* [Your goal]: Please write out the entries again from the line with "Where can you spot the wooden fence?" through the end of the entries, swapping "Put down a dot" for "Place a mark" and changing nothing else. Return only those lines.

* [Working data]:
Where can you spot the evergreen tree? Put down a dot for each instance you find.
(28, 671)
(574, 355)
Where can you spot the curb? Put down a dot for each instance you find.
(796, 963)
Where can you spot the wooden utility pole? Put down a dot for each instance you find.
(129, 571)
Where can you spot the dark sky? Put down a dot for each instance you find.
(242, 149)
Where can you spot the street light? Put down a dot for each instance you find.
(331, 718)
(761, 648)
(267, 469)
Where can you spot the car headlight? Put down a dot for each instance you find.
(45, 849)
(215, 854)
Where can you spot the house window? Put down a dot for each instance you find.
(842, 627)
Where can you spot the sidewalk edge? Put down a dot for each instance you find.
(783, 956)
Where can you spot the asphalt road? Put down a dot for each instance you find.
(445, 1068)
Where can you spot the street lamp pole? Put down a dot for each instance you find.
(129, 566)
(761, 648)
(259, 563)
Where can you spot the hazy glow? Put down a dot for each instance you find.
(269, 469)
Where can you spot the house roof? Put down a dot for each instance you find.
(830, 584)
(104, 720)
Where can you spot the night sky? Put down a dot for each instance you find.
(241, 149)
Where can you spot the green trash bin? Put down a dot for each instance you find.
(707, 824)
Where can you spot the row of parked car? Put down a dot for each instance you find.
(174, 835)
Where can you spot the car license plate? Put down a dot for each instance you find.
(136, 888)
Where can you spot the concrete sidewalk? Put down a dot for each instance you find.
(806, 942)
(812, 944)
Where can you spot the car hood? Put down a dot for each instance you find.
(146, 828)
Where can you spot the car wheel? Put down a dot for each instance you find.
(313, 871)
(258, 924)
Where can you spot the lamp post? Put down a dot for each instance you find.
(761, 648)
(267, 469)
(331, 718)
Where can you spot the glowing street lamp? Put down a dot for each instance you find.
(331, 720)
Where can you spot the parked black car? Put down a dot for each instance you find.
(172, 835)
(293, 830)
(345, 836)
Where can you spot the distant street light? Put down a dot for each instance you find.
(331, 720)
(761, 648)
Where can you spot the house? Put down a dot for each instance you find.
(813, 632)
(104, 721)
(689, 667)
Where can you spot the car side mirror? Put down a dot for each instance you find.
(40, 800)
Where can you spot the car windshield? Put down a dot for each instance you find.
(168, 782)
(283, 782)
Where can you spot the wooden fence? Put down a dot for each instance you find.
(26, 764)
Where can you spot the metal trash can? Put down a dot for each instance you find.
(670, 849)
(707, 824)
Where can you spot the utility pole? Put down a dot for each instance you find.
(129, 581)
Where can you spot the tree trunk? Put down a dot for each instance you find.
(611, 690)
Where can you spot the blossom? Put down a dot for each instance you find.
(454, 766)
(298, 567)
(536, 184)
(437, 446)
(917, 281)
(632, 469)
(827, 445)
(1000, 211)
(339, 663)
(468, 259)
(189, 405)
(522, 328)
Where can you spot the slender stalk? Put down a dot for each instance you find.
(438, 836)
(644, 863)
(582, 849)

* [Written answer]:
Where can you spot the wooden fence? Place a mark for each instance you find.
(26, 764)
Where can you spot the metal trash can? Place a mark for each instance you find.
(670, 849)
(707, 824)
Where can you spot the utility pole? Place a mark for each instance you find.
(129, 581)
Where can you spot the tree trunk? Place a mark for each instance you find.
(611, 690)
Where can you spot the blossom? Place a mark for each instance you find.
(454, 766)
(298, 567)
(536, 184)
(437, 446)
(917, 281)
(632, 469)
(827, 445)
(1000, 211)
(339, 663)
(468, 259)
(189, 405)
(522, 328)
Where can you spot the slender stalk? Place a mark for each instance you find.
(438, 836)
(644, 863)
(582, 849)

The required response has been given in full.